● What needs to be done: Return every line of the entries below that contains the word "pole".

__________

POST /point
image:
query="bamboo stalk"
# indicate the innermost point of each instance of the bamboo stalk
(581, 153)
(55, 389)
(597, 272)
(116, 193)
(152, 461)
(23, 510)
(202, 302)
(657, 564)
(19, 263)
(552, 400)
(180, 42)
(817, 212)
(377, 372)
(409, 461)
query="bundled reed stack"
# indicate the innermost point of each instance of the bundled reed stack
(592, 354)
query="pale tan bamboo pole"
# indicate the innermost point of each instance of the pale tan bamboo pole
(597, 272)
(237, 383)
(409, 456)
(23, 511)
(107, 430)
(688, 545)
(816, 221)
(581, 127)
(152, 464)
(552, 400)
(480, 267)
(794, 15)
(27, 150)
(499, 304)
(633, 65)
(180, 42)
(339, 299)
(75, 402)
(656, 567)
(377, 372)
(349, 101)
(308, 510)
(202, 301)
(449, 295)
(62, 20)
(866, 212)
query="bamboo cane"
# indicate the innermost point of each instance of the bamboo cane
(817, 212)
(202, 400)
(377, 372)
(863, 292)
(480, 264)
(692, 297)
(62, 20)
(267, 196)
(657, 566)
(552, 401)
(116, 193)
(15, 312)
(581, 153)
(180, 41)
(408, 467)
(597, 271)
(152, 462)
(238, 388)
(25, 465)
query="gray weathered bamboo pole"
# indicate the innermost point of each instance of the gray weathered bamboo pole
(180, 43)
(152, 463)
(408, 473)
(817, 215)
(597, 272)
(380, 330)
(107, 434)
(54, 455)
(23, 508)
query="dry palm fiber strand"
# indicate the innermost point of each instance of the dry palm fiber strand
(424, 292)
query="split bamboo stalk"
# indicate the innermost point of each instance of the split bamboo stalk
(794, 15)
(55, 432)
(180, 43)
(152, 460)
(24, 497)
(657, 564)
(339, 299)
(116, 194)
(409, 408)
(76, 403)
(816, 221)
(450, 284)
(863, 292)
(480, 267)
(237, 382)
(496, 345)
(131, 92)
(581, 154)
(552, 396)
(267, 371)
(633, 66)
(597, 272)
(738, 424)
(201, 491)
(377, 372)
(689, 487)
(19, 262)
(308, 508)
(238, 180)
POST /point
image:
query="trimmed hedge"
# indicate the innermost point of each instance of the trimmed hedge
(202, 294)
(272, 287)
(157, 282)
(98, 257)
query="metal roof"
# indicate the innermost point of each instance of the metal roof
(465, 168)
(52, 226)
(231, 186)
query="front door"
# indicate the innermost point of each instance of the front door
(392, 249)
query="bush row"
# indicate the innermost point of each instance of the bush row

__________

● Task response:
query="pale tan bamboo pole"
# indicate the innermost point of each instance of the pale tan bamboo pole
query="gray weathered bamboo pole"
# indicate the innermost point of each instance of the gray weathered bamboo pole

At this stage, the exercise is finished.